**SHORT EXERCISE**. Copy the listing below line for line, without changing a character.

─── THE INPUT

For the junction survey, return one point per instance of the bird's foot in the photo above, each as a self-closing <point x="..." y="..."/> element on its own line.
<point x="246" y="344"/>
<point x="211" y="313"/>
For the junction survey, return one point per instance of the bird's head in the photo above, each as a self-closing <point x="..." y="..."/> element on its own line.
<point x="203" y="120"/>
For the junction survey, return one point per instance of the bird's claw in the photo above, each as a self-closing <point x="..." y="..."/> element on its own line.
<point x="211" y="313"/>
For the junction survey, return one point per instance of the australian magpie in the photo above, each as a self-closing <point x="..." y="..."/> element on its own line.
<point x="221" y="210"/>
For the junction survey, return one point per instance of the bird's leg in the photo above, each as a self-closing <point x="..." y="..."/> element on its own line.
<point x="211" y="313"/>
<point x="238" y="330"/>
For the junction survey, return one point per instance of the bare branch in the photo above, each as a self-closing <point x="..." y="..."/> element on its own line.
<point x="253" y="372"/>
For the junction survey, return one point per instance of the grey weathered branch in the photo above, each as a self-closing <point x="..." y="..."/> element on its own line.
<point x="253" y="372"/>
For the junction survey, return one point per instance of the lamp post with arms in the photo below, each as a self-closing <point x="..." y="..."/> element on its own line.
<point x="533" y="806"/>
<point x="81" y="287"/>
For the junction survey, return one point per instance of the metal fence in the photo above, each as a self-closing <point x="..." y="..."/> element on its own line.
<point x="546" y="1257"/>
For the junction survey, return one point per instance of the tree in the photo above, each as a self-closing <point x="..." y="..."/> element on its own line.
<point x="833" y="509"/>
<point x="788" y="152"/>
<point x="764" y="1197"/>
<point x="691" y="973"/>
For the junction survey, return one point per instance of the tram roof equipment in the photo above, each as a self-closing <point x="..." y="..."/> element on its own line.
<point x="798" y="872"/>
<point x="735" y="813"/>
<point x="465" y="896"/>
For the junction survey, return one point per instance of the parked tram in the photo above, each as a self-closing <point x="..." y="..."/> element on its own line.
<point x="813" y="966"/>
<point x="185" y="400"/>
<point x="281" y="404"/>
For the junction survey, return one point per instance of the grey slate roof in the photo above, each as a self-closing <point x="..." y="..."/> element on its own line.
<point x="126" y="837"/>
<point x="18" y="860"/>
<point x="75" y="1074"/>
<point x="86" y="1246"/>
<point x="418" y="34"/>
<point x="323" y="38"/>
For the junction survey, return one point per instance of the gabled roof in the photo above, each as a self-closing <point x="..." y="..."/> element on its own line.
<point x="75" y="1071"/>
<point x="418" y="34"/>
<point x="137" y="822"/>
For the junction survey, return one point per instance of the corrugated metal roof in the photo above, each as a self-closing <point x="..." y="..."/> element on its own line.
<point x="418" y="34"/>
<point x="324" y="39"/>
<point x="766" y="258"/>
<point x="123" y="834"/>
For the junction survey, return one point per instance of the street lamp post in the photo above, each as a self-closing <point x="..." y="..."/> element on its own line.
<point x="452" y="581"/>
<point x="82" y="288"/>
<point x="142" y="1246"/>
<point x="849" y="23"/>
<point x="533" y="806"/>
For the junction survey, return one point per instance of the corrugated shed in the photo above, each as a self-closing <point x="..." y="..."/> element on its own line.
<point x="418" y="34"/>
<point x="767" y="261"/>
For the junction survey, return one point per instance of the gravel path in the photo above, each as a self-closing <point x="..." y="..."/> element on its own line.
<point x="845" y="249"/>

──────

**EXERCISE OUTPUT**.
For the junction survey, return one point per instance of the bird's foot in the photo above, each as a self-closing <point x="..." y="..."/> element on its own line.
<point x="246" y="344"/>
<point x="211" y="313"/>
For the junction survey, return one point per instance of the bird's head in the photo above, each as a self-closing <point x="..." y="..."/> element on its own line.
<point x="203" y="120"/>
For the junction survey, return one point per instance of the bird's claw in the photo above, each as a self-closing <point x="..." y="..."/> element on its own line.
<point x="211" y="313"/>
For the junction survey, return one point per instance of the australian magpie in the photo above, each as a self-closing <point x="..." y="..."/> element on its own line.
<point x="221" y="210"/>
For the junction survey, return one point per instance of the bird's leg in the photo above, each as a self-closing <point x="..." y="..."/> element on its own line.
<point x="211" y="313"/>
<point x="238" y="330"/>
For the junction survey, return one point per instance of the bare branch in the photo above, each as a self-closing <point x="..." y="..."/> element on its own line.
<point x="253" y="372"/>
For the junction survey, return one point per instance of the grey weathered branch in the photo above, each as a self-closing <point x="..." y="..."/> element on its own line.
<point x="253" y="372"/>
For the junction survey, return one point per instance of the lamp post with arms in the photo below, each as a self-closing <point x="..." y="..."/> element on its own line.
<point x="533" y="806"/>
<point x="81" y="287"/>
For the junction survey, return one point per instance of the metal fence in the photo above, each as a self-closing <point x="..." y="..."/> element on its own line.
<point x="546" y="1257"/>
For the junction survey, return one point per instance of the tree in the photo above, each as a self-closing <point x="..." y="..."/> element on its own line.
<point x="833" y="509"/>
<point x="788" y="152"/>
<point x="764" y="1197"/>
<point x="691" y="973"/>
For the junction survey, return one point per instance of the tram roof equipment in the photo above, each as a self-closing <point x="..." y="..."/> element on its own line.
<point x="798" y="872"/>
<point x="735" y="813"/>
<point x="465" y="896"/>
For the junction survey, return one point per instance of the parked tram in the photo above, each as a self-closing <point x="..." y="..."/> element on its own line.
<point x="813" y="966"/>
<point x="185" y="400"/>
<point x="281" y="404"/>
For the junction survey, return one point per instance of the grey slate roof in the photo above, each as a self-closing <point x="..." y="..."/> element on its own line.
<point x="126" y="837"/>
<point x="18" y="860"/>
<point x="75" y="1074"/>
<point x="86" y="1246"/>
<point x="418" y="34"/>
<point x="323" y="38"/>
For the junction survey, return one point per instance of the gabled roof in the photo above, each as a self-closing <point x="..." y="..."/> element on its own line.
<point x="75" y="1071"/>
<point x="418" y="34"/>
<point x="137" y="822"/>
For the junction survey, return one point per instance of the corrugated metal roof in the photo above, each as a self-closing <point x="..." y="..."/> element on its own line.
<point x="418" y="34"/>
<point x="324" y="39"/>
<point x="766" y="258"/>
<point x="123" y="834"/>
For the junction survey, return one point per instance of the street lamp post in the photo above, each as a self-closing <point x="..." y="..."/> element on its own line.
<point x="452" y="581"/>
<point x="82" y="288"/>
<point x="142" y="1246"/>
<point x="849" y="23"/>
<point x="533" y="806"/>
For the junction survey, return one point per instance of the corrugated shed in the photo above, each as a self-closing <point x="..." y="..."/> element on its own line.
<point x="418" y="34"/>
<point x="767" y="261"/>
For the junction survey, return one point per instance of the gravel path in the photo above, each as a self-closing <point x="..." y="..."/> element on its own line.
<point x="845" y="249"/>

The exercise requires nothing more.